◆ Exercise passage:
Crash Helmet or Christ Helmet? Reflections on a Paragraph

I do not know who Annie Dillard is, but by her impressive CV and the list of honors she has received for her writing, I feel like I should. From her self-description, I suppose there are many things I would disagree with her about, but her singular quote is so striking that I would love to talk to her about her experience with Christianity, Christians, and Christ. One more qualification: Since I have never read her work (Teaching a Stone to Talk), I am completely in the dark as to the context of this quotation, still it is worth citing and thinking about.

On the whole I do not find Christians, outside the catacombs [Annie, might you include Chinese believers who suffer under Communist rule or Middle Eastern Christians who willingly accept beheading rather than forsake Jesus?], sufficiently sensible of the conditions.  Does anyone have even the foggiest idea of what sort of power we so blithely invoke?  Or, as I suspect, does no-one believe a word of it? . . . It is madness to wear ladies’ straw hats and velvet hats to church, we should all be wearing crash helmets.  Ushers should issue life preservers and signal flares; they should lash us to our pews.  For the sleeping god may awake some day and take offense, or the waking god may draw us out to a place from which we can never return (Quoted by Bruce Milne, The Message of Heaven and Hell, 32).

Do we Christians really have a clue as to what we are talking about, when we speak of heaven and hell?  Why do we live with such urgency in this life, and so little care about the next?  Do we really know the God of the Bible?  These are penetrating questions.  If we take the Bible seriously, we learn quickly: God is the One who created you and me and everything else; who consumes mountains with raging fire, who causes the earth to swallow men and the sea to drown the world’s strongest army, who disembowels dictators with worms, who demands perfect holiness from all men, such that without it, no man shall enter his presence.  This is the One, True, and Living God. He is the God who is full of wrath against man’s sin.  Your sin!  My sin! And thus Annie Dillard is right, we should wear helmets when we come to church.  Too often Christians make church a social club, a fellowship of the moral, instead banqueting hall for beggars, addicts, pimps and whores.

◆ To do:
• a. Answer these questions from the crash-helmet reflection.
(i) Which work by Annie Dillard has the writer never read?
(ii) In which book by Bruce Milne is the Dillard passage quoted?
(iii) According to the quoted passage, what should ushers issue?
• b. Transcribe the crash-helmet reflection from "Crash Helmet or" up to and including "and thinking about.".
• c. Pick up the crash-helmet reflection after its final sentence and continue it.

◆ Entries provided:

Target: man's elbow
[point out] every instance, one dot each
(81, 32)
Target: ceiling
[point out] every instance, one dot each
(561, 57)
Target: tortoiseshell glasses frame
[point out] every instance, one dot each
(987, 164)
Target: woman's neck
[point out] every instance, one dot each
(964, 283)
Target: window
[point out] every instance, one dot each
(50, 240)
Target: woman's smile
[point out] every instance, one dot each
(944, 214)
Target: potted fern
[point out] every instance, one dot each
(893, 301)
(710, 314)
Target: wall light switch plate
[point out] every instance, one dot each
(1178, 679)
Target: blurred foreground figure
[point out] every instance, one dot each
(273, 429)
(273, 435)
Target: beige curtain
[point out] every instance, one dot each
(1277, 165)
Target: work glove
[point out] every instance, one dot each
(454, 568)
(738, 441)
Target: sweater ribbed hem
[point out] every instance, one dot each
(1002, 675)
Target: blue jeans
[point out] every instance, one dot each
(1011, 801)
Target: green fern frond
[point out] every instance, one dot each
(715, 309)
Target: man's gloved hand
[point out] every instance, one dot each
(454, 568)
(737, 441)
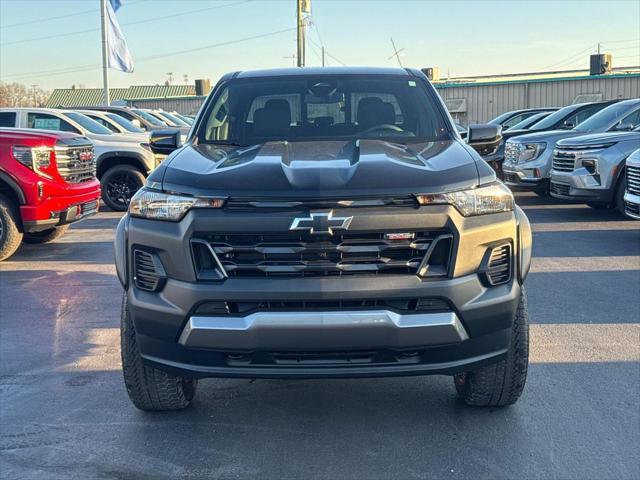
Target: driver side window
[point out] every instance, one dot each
(629, 122)
(218, 124)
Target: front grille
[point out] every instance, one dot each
(148, 273)
(511, 177)
(633, 179)
(511, 153)
(311, 203)
(564, 161)
(496, 266)
(406, 305)
(560, 188)
(303, 254)
(632, 208)
(76, 164)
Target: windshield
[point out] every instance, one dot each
(88, 124)
(555, 118)
(327, 107)
(172, 118)
(150, 118)
(501, 118)
(604, 119)
(187, 120)
(124, 123)
(528, 122)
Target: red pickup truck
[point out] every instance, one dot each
(47, 181)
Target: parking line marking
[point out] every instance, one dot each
(584, 343)
(585, 264)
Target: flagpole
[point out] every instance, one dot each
(105, 67)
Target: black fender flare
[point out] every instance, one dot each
(14, 187)
(125, 155)
(525, 244)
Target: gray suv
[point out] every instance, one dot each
(323, 223)
(528, 158)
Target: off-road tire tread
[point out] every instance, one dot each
(12, 237)
(46, 236)
(502, 383)
(148, 388)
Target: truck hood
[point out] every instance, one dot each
(320, 169)
(599, 138)
(550, 136)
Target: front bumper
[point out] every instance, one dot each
(55, 211)
(632, 205)
(473, 330)
(528, 175)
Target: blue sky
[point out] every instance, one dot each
(461, 37)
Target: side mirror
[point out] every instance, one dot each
(624, 127)
(163, 142)
(485, 138)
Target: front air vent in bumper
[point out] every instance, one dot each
(148, 272)
(496, 266)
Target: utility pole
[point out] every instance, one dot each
(301, 32)
(106, 100)
(396, 52)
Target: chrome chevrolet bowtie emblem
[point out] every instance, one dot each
(319, 223)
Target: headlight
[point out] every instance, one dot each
(163, 206)
(530, 151)
(492, 198)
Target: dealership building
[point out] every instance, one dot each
(469, 99)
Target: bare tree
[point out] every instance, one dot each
(19, 95)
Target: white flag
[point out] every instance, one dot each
(119, 56)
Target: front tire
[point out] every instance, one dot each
(119, 184)
(10, 236)
(45, 236)
(148, 388)
(501, 383)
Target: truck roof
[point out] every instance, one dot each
(315, 71)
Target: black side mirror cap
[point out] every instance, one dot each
(484, 138)
(163, 142)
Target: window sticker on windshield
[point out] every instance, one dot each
(47, 123)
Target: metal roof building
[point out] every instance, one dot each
(477, 100)
(93, 96)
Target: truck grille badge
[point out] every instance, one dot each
(321, 223)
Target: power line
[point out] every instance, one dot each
(327, 53)
(49, 19)
(137, 22)
(571, 58)
(148, 58)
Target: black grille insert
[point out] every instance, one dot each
(304, 254)
(149, 275)
(400, 305)
(496, 266)
(633, 179)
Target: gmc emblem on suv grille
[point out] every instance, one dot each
(321, 223)
(85, 156)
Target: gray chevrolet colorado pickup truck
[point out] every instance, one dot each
(323, 223)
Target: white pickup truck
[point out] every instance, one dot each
(122, 161)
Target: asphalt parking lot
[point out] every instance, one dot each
(64, 412)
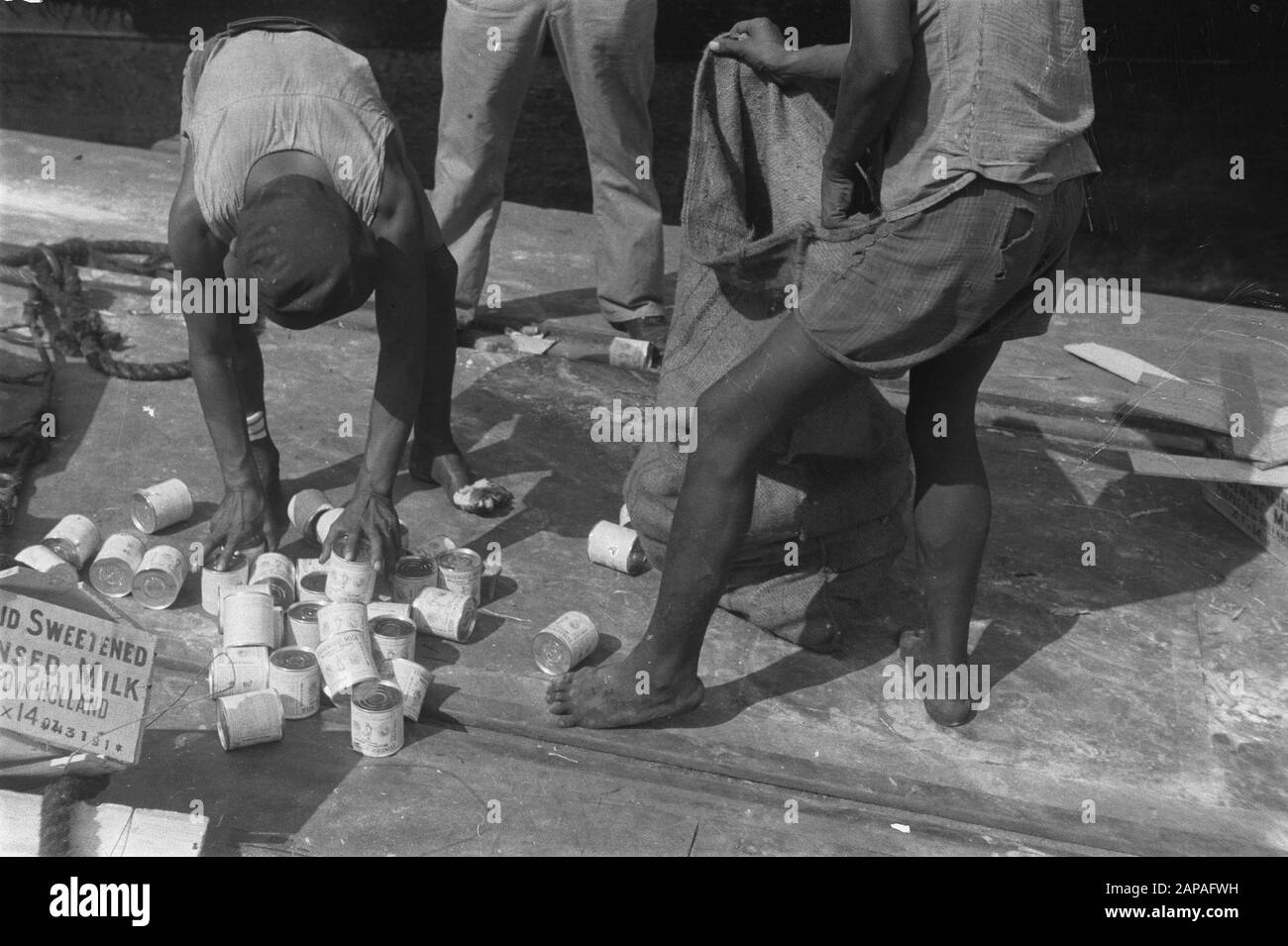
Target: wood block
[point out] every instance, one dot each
(103, 830)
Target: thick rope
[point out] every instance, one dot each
(58, 811)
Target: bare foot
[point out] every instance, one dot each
(951, 713)
(617, 695)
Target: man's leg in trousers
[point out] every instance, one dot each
(952, 504)
(489, 50)
(606, 54)
(768, 391)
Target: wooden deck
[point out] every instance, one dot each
(1109, 684)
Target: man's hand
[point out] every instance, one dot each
(844, 193)
(759, 44)
(369, 517)
(243, 515)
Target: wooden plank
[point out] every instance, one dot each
(1117, 362)
(1206, 469)
(103, 830)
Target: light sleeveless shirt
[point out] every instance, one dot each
(999, 89)
(265, 91)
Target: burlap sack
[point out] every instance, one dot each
(836, 486)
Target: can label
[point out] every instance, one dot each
(112, 572)
(249, 718)
(295, 676)
(161, 506)
(342, 615)
(160, 577)
(565, 644)
(237, 670)
(376, 719)
(46, 562)
(215, 584)
(351, 580)
(248, 618)
(445, 614)
(346, 661)
(412, 575)
(391, 639)
(274, 572)
(321, 525)
(462, 571)
(617, 547)
(631, 353)
(389, 609)
(412, 680)
(301, 626)
(73, 540)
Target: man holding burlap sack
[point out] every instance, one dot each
(977, 110)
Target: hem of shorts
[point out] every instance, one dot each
(844, 361)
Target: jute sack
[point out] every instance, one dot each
(835, 486)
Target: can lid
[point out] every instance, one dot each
(460, 560)
(413, 567)
(377, 696)
(235, 562)
(391, 627)
(313, 580)
(292, 658)
(304, 610)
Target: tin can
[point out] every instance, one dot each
(346, 662)
(301, 626)
(73, 540)
(342, 615)
(275, 572)
(249, 718)
(215, 583)
(237, 670)
(295, 676)
(462, 571)
(305, 507)
(112, 572)
(389, 609)
(617, 547)
(312, 587)
(445, 614)
(631, 353)
(48, 563)
(565, 644)
(160, 577)
(411, 576)
(391, 637)
(161, 506)
(321, 527)
(376, 718)
(248, 619)
(412, 680)
(351, 580)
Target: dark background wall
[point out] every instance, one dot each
(1181, 86)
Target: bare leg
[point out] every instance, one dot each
(784, 378)
(434, 455)
(249, 373)
(953, 506)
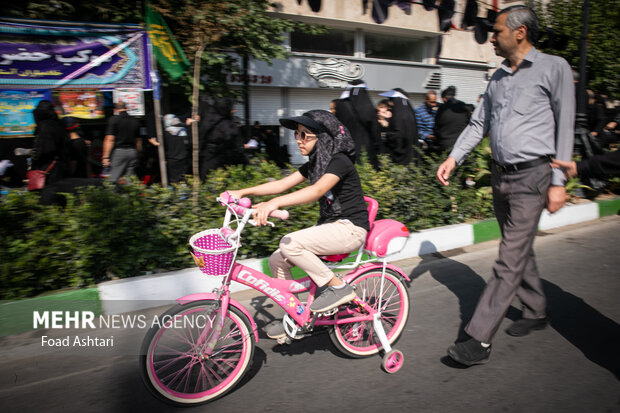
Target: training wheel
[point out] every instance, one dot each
(392, 361)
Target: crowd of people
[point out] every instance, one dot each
(527, 111)
(392, 126)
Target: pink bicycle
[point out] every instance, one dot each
(207, 342)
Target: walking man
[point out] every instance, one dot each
(122, 143)
(528, 111)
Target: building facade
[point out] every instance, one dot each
(406, 50)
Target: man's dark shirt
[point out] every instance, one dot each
(125, 128)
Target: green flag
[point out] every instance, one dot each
(166, 49)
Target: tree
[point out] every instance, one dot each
(219, 34)
(565, 16)
(222, 34)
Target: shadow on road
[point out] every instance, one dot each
(461, 280)
(595, 335)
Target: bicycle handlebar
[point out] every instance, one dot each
(244, 204)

◆ Task results:
• a.
(i) Teaching a Stone to Talk
(ii) The Message of Heaven and Hell
(iii) Life preservers and signal flares

• b.
Crash Helmet or Christ Helmet? Reflections on a Paragraph

I do not know who Annie Dillard is, but by her impressive CV and the list of honors she has received for her writing, I feel like I should. From her self-description, I suppose there are many things I would disagree with her about, but her singular quote is so striking that I would love to talk to her about her experience with Christianity, Christians, and Christ. One more qualification: Since I have never read her work (Teaching a Stone to Talk), I am completely in the dark as to the context of this quotation, still it is worth citing and thinking about.

• c.
Still, God is patient!  That doesn’t mean that he has changed from the days of the Old Testament.  The most powerful images of judgment are found in the New Testament, after all.  It simply means that in this age of evangelism, God is patient with his world, in order to redeem his sons and daughters.

And yet, he is the God who also poured out his wrath on his Son, so that men and women who pay too little attention to him, might still find grace in order to stand in his judgment.  Indeed, the kingdom is not entered by religious zealots–liberal or conservative, Democrat or Republican–it is entered by those who are born again.  Those who have been born from above trust not in their religious works nor fear their spiritual lethargy; they trust in the Son and exalt in his work alone.

Heaven and hell are realities that those in church and out of church take too lightly.  But Christ has a message for both groups. If you have the Son, you have eternal life in heaven; if you don’t have the Son; then hell awaits. Annie Dillard is right that such a God demands that we wear crash helmets when we come to church or go anywhere, but indeed a crash helmet will do nothing to protect us from the blast of God’s nostrils.  We need a Christ helmet, and indeed that is exactly what God offers us in Jesus.  Ephesians 6 says, “Finally, be strong in the Lord and in the strength of his might.  Put on the whole armor of God . . . the helmet of salvation.”

Today,  may Annie Dillard’s words make us think soberly about heaven and hell, but instead of putting on a crash helmet, may we put our trust in Christ, the one whose sacrifice protects us from the wrath of God, and whose resurrection promises his imminent return.